▸ **DATA SHOWN**

◆ ◆ ◆ ◆ ◆

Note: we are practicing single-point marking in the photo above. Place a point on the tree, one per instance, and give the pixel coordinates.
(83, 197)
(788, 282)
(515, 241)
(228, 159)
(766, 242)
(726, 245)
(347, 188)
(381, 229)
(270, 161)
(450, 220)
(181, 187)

◆ ◆ ◆ ◆ ◆

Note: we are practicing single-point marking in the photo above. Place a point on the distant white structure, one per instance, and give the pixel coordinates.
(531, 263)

◆ ◆ ◆ ◆ ◆

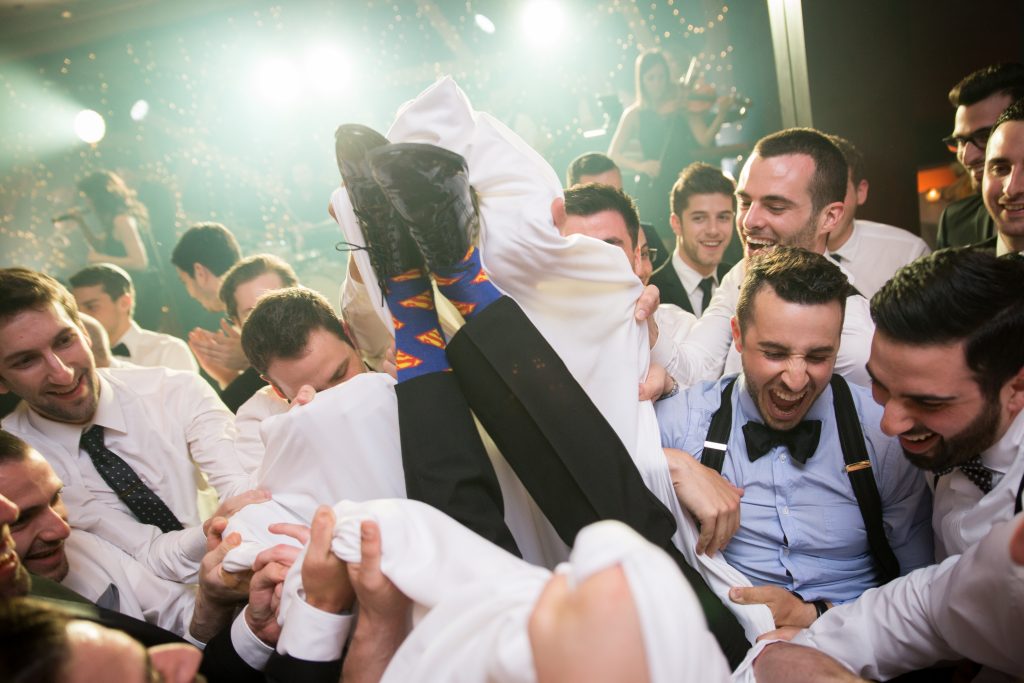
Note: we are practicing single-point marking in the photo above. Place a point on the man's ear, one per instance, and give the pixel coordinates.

◆ ◆ ◆ ◆ ◆

▸ **GOAL**
Extract every line of the data above that contains the word "white".

▸ **WRITTEN SOLUTION**
Note: we are practicing single-point marking in the photo above. Place a point on the distant white structure, one per instance, and give the pixel coordinates.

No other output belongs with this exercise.